Texte de lecture -
────────────────────

STORM (2005)
Mans Marlind
Björn Stein
Par Jean-François Vandeuren
Dans une séquence d’ouverture nous ramenant sans escale
à celle du premier épisode de la série The
Matrix, dans laquelle Trinity tentait d’échapper à
une horde d’agents cherchant à lui faire la peau, Storm
prend son envol alors qu’une jeune femme est poursuivie par un
groupe de soldats au service d’un type bien fringué et
visiblement maléfique. La raison de tout ce brouhaha est un petit
cube en argent que la jeune femme et sa clique viennent tout juste de
dérober à leurs rivaux. Malheureusement, l’héroïne
et ses acolytes subirent de lourdes pertes lors de cet assaut qui prit
rapidement les allures d’un abominable bain de sang. Mais voilà
qu’entre en scène un jeune journaliste se la coulant douce
depuis beaucoup trop longtemps. Ce dernier sera évidemment mêlé
malgré lui à toute cette affaire. Mais ce soudain chambardement
dans l'existence du jeune homme est-il vraiment le fruit du hasard?
Les enjeux d’une telle prémisse sont bien connus : le protagoniste
doit découvrir pourquoi toute cette histoire lui est arrivée
alors que, parallèlement, le spectateur s’efforce de découvrir
à quoi peut bien servir le précieux objet dont il est
question depuis le début. Pour ne pas qu’il y ait de jaloux,
toutes les réponses seront dévoilées lors de la
même séquence à la toute fin du film. Il ne manque
plus alors qu’une intrigue moindrement soutenue et originale pour
tenir le spectateur en haleine jusqu’à ce moment fatidique.
Malheureusement, Storm tombe bêtement dans tous les pièges
propre à ce genre de récit et ne semble pas s’en
soucier le moins du monde. Les cinéastes suédois Mans
Marlind et Björn Stein poursuivent ainsi aveuglément leur
chemin pour finir par se casser la gueule de nouveau quelques scènes
plus loin. Pourtant, visuellement parlant, on ne peut pas reprocher
grand chose à Storm, si ce n’est quelques bavures
stylistiques dont on aurait pu facilement se passer. Autrement, Marlind
et Stein signent une mise en scène au goût du jour. Cette
approche on ne peut plus léchée et développée
dans un cadre particulièrement rigide est fort heureusement atténuée
par la nonchalance d’un personnage principal que les deux cinéastes
utilisent pour apporter une touche d’humour qui ne pouvait certainement
pas faire de tort au film. C’est du moins le cas en début
de parcours…
Le problème est que l’on se rend vite compte que Marlind
et Stein n’ont aucune idée originale en banque et leur
film finit par sentir le réchauffé à plein nez.
En ce sens, le duo adore visiblement trois choses : les films des frères
Wachowski, les bandes dessinées et les jeux vidéos. Ce
n’est évidemment pas la première fois que de jeunes
cinéastes s’inspirent de telles sources, mais la manière
dont les deux réalisateurs copient ici à outrance les
grandes lignes de ces trois éléments devient vite navrante.

────────────────────

Données sources -
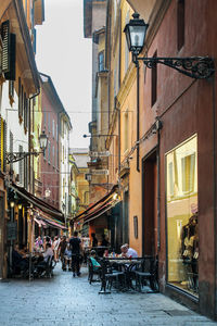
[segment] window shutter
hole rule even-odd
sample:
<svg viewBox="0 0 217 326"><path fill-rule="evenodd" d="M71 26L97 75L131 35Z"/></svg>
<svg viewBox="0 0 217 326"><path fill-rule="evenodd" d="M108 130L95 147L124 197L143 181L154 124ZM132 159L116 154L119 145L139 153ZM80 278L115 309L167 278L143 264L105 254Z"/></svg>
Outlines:
<svg viewBox="0 0 217 326"><path fill-rule="evenodd" d="M13 134L10 131L10 153L13 153ZM10 163L10 170L13 170L13 163Z"/></svg>
<svg viewBox="0 0 217 326"><path fill-rule="evenodd" d="M3 122L3 172L7 171L7 122Z"/></svg>
<svg viewBox="0 0 217 326"><path fill-rule="evenodd" d="M10 40L10 71L4 73L4 77L7 80L15 80L16 79L16 35L11 34Z"/></svg>
<svg viewBox="0 0 217 326"><path fill-rule="evenodd" d="M1 127L1 121L2 121L2 118L1 118L1 115L0 115L0 171L2 168L2 156L3 156L3 154L2 154L2 150L3 150L3 148L2 148L2 139L3 139L2 133L3 133L3 130L2 130L2 127Z"/></svg>
<svg viewBox="0 0 217 326"><path fill-rule="evenodd" d="M18 116L22 115L21 77L18 77Z"/></svg>
<svg viewBox="0 0 217 326"><path fill-rule="evenodd" d="M21 86L21 116L24 117L24 87Z"/></svg>
<svg viewBox="0 0 217 326"><path fill-rule="evenodd" d="M24 92L24 128L27 129L27 98L26 93Z"/></svg>
<svg viewBox="0 0 217 326"><path fill-rule="evenodd" d="M1 38L3 42L2 49L2 72L10 71L10 22L5 21L1 24Z"/></svg>

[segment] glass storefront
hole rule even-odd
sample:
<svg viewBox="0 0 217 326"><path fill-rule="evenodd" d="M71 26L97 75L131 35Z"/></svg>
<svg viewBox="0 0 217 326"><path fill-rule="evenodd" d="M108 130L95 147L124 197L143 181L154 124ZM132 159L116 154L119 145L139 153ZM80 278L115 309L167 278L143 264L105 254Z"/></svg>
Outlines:
<svg viewBox="0 0 217 326"><path fill-rule="evenodd" d="M166 154L167 281L197 296L197 138Z"/></svg>

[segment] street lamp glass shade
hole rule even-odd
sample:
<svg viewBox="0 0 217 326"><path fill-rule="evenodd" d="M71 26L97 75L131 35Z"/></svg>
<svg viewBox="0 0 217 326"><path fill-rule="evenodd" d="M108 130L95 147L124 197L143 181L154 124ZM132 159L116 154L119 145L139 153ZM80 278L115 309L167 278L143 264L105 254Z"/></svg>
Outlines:
<svg viewBox="0 0 217 326"><path fill-rule="evenodd" d="M125 26L125 35L127 39L128 49L135 54L139 54L144 46L148 24L144 20L139 20L139 14L135 13L133 20L130 20L129 24Z"/></svg>
<svg viewBox="0 0 217 326"><path fill-rule="evenodd" d="M48 146L48 136L46 135L44 131L42 131L42 134L39 136L39 141L40 141L40 148L42 150L46 150Z"/></svg>

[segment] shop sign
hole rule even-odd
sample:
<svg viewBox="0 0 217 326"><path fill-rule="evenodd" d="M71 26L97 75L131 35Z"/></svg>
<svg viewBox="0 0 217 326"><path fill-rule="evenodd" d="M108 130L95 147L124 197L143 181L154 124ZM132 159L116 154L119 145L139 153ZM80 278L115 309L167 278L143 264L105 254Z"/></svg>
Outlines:
<svg viewBox="0 0 217 326"><path fill-rule="evenodd" d="M89 152L89 155L90 155L91 158L110 156L110 151L105 151L105 152Z"/></svg>
<svg viewBox="0 0 217 326"><path fill-rule="evenodd" d="M91 170L91 174L94 174L94 175L108 175L108 170Z"/></svg>
<svg viewBox="0 0 217 326"><path fill-rule="evenodd" d="M17 237L17 223L8 222L7 225L7 238L8 240L15 240Z"/></svg>

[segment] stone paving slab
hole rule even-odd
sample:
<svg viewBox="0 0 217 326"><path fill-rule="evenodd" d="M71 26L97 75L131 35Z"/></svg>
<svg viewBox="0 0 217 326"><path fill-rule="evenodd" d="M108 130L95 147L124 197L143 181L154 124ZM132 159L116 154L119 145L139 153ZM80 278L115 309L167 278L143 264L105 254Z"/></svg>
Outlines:
<svg viewBox="0 0 217 326"><path fill-rule="evenodd" d="M99 294L100 284L62 272L52 279L0 283L0 326L209 326L217 323L161 293Z"/></svg>

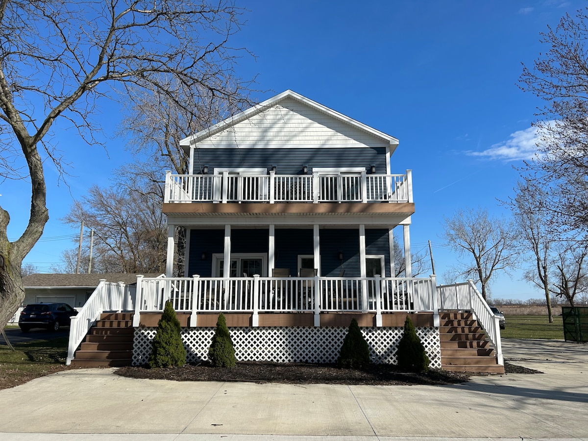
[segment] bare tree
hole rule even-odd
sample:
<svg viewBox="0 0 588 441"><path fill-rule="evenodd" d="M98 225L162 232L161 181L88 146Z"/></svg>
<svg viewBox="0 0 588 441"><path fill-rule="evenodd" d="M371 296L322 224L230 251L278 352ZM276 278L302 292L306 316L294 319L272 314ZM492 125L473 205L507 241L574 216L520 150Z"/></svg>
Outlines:
<svg viewBox="0 0 588 441"><path fill-rule="evenodd" d="M562 245L556 258L551 292L574 306L576 296L588 291L588 242Z"/></svg>
<svg viewBox="0 0 588 441"><path fill-rule="evenodd" d="M547 50L532 68L523 65L521 88L542 98L537 155L524 171L545 189L546 208L560 230L588 225L588 9L566 14L541 34Z"/></svg>
<svg viewBox="0 0 588 441"><path fill-rule="evenodd" d="M496 272L508 272L514 265L516 239L512 223L493 218L486 209L459 210L451 218L444 218L443 238L460 256L461 274L480 282L482 296L487 297L488 285Z"/></svg>
<svg viewBox="0 0 588 441"><path fill-rule="evenodd" d="M136 188L129 191L120 185L93 186L63 219L75 226L83 220L94 229L95 270L165 272L167 225L161 209L163 185L146 182L141 192Z"/></svg>
<svg viewBox="0 0 588 441"><path fill-rule="evenodd" d="M233 90L228 42L239 14L230 0L0 0L0 176L31 184L29 220L12 243L0 208L0 329L24 298L22 260L49 219L44 159L64 172L54 123L69 122L92 145L95 103L113 91L165 93L169 77L185 91Z"/></svg>
<svg viewBox="0 0 588 441"><path fill-rule="evenodd" d="M534 181L527 181L517 183L516 195L509 205L517 230L522 256L529 255L529 251L531 252L532 265L523 277L543 290L549 323L553 323L549 276L553 250L559 235L549 219L546 202L543 189Z"/></svg>

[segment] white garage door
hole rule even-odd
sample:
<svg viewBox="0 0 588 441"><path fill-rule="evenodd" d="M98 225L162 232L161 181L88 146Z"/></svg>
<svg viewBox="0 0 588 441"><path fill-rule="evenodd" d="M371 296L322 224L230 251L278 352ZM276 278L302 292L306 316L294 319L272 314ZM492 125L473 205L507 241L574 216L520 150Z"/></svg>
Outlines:
<svg viewBox="0 0 588 441"><path fill-rule="evenodd" d="M37 296L37 303L67 303L72 308L75 303L75 296Z"/></svg>

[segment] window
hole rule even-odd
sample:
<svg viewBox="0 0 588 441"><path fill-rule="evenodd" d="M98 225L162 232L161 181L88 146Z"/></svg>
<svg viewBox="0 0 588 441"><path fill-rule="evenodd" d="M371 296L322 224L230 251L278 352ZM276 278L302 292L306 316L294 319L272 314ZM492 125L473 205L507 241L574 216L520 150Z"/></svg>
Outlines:
<svg viewBox="0 0 588 441"><path fill-rule="evenodd" d="M229 277L253 277L259 274L267 276L268 255L265 253L252 254L238 253L230 256ZM213 277L224 277L225 258L220 253L212 255Z"/></svg>
<svg viewBox="0 0 588 441"><path fill-rule="evenodd" d="M313 269L315 268L315 256L312 254L298 255L298 273L301 269Z"/></svg>

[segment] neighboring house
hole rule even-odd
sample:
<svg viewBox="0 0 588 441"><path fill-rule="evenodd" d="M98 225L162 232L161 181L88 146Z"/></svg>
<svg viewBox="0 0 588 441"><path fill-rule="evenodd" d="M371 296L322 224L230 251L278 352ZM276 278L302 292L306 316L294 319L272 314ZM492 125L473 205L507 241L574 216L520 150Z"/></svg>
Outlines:
<svg viewBox="0 0 588 441"><path fill-rule="evenodd" d="M137 282L136 274L30 274L22 278L25 299L12 323L18 322L22 308L29 303L62 302L79 309L96 289L101 279L125 285ZM158 274L145 274L156 277Z"/></svg>
<svg viewBox="0 0 588 441"><path fill-rule="evenodd" d="M393 363L410 314L432 367L462 369L467 357L455 354L469 349L490 359L486 372L503 372L497 321L473 284L411 276L412 176L393 173L395 138L286 91L181 143L190 172L166 176L166 276L140 278L132 299L134 363L147 359L170 299L189 360L206 359L222 312L238 359L333 362L356 318L373 360ZM172 277L178 226L187 232L184 278ZM404 278L393 277L395 233ZM484 340L478 323L493 348L459 346ZM458 329L467 335L442 354ZM86 330L72 333L68 362Z"/></svg>

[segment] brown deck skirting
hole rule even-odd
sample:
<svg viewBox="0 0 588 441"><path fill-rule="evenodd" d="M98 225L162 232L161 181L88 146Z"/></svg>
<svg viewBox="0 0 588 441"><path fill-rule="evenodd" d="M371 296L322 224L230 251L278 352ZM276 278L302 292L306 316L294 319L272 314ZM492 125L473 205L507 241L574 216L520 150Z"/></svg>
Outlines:
<svg viewBox="0 0 588 441"><path fill-rule="evenodd" d="M414 214L415 204L408 202L321 202L320 203L164 203L163 212L169 214Z"/></svg>
<svg viewBox="0 0 588 441"><path fill-rule="evenodd" d="M251 326L251 313L225 312L226 325L233 327L248 327ZM433 326L433 314L431 313L417 313L407 314L404 312L395 312L382 315L383 326L403 326L406 316L410 316L415 326ZM178 313L178 319L183 328L188 326L189 314ZM143 313L141 314L141 325L143 326L156 326L161 317L159 313ZM260 326L314 326L314 313L279 313L259 314ZM320 314L321 326L348 326L352 319L358 320L360 326L372 327L376 326L376 315L373 313L362 314L359 312L329 312ZM213 328L216 326L218 319L218 313L201 313L196 318L198 328Z"/></svg>

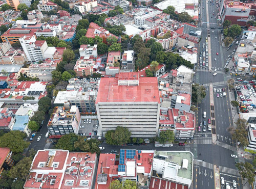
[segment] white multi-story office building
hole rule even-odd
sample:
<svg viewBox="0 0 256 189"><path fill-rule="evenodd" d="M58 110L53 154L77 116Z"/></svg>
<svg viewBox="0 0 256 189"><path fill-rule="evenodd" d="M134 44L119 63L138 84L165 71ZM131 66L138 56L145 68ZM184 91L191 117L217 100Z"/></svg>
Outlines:
<svg viewBox="0 0 256 189"><path fill-rule="evenodd" d="M25 36L19 38L19 40L29 61L45 60L44 53L48 47L46 41L37 41L34 35Z"/></svg>
<svg viewBox="0 0 256 189"><path fill-rule="evenodd" d="M102 77L96 106L103 136L118 126L127 128L132 137L158 134L160 101L157 77L140 77L138 72Z"/></svg>

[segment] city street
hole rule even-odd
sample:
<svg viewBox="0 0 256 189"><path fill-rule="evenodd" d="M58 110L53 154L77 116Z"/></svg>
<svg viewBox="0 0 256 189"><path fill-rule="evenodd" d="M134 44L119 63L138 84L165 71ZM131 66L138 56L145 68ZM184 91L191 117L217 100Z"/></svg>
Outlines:
<svg viewBox="0 0 256 189"><path fill-rule="evenodd" d="M217 182L219 182L220 177L223 177L225 182L229 183L231 185L232 180L236 180L238 183L237 188L242 188L241 177L235 166L235 161L244 163L244 159L239 156L238 158L231 156L231 154L238 154L236 145L232 141L231 134L227 131L227 128L233 124L227 85L227 80L231 78L231 75L230 72L225 72L224 68L228 59L228 56L232 53L236 45L233 45L228 51L226 50L227 47L223 47L221 29L219 29L218 21L215 18L215 16L218 18L216 4L210 6L209 4L209 1L201 2L201 23L199 25L201 26L202 34L199 55L203 51L203 44L206 43L206 38L208 37L209 43L208 52L210 60L209 60L209 66L205 68L198 65L194 80L195 83L203 85L205 87L206 96L198 104L197 134L195 137L193 144L189 145L191 149L196 149L193 151L196 159L194 164L193 188L214 188L217 184L220 186L220 183ZM227 67L232 66L231 64L229 64ZM215 76L213 75L214 73L217 73ZM211 85L213 88L219 89L221 93L225 92L227 96L217 97L216 92L210 91ZM213 94L211 99L210 92ZM214 102L212 104L214 110L211 110L211 100ZM206 118L203 117L204 112L206 112ZM211 132L208 130L206 132L198 131L198 126L200 123L203 124L204 121L207 123L208 119L211 118L214 119L211 123L215 125L216 133L212 134ZM215 168L217 167L219 174L218 178L215 178ZM222 185L221 188L225 187Z"/></svg>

────────────────────

Tâches demandées -
• A. Recopiez le passage de la critique de Storm allant de « Les enjeux d’une » jusqu'à « ce moment fatidique. » inclus.
• B. Transformez en tableau Markdown les lignes du listing allant de celle qui contient « [segment] white multi-story office building » jusqu'à celle qui contient « 77L96 106L103 136L118 » incluse, avec une colonne N° pour le numéro et une colonne Ligne pour le texte, en omettant les lignes vides.

Solutions par tâche -
• A.
Les enjeux d’une telle prémisse sont bien connus : le protagoniste
doit découvrir pourquoi toute cette histoire lui est arrivée
alors que, parallèlement, le spectateur s’efforce de découvrir
à quoi peut bien servir le précieux objet dont il est
question depuis le début. Pour ne pas qu’il y ait de jaloux,
toutes les réponses seront dévoilées lors de la
même séquence à la toute fin du film. Il ne manque
plus alors qu’une intrigue moindrement soutenue et originale pour
tenir le spectateur en haleine jusqu’à ce moment fatidique.

• B.
| N° | Ligne |
|---|---|
| 1 | [segment] white multi-story office building |
| 2 | hole rule even-odd |
| 3 | sample: |
| 4 | <svg viewBox="0 0 256 189"><path fill-rule="evenodd" d="M58 110L53 154L77 116Z"/></svg> |
| 5 | <svg viewBox="0 0 256 189"><path fill-rule="evenodd" d="M134 44L119 63L138 84L165 71ZM131 66L138 56L145 68ZM184 91L191 117L217 100Z"/></svg> |
| 6 | Outlines: |
| 7 | <svg viewBox="0 0 256 189"><path fill-rule="evenodd" d="M25 36L19 38L19 40L29 61L45 60L44 53L48 47L46 41L37 41L34 35Z"/></svg> |
| 8 | <svg viewBox="0 0 256 189"><path fill-rule="evenodd" d="M102 77L96 106L103 136L118 126L127 128L132 137L158 134L160 101L157 77L140 77L138 72Z"/></svg> |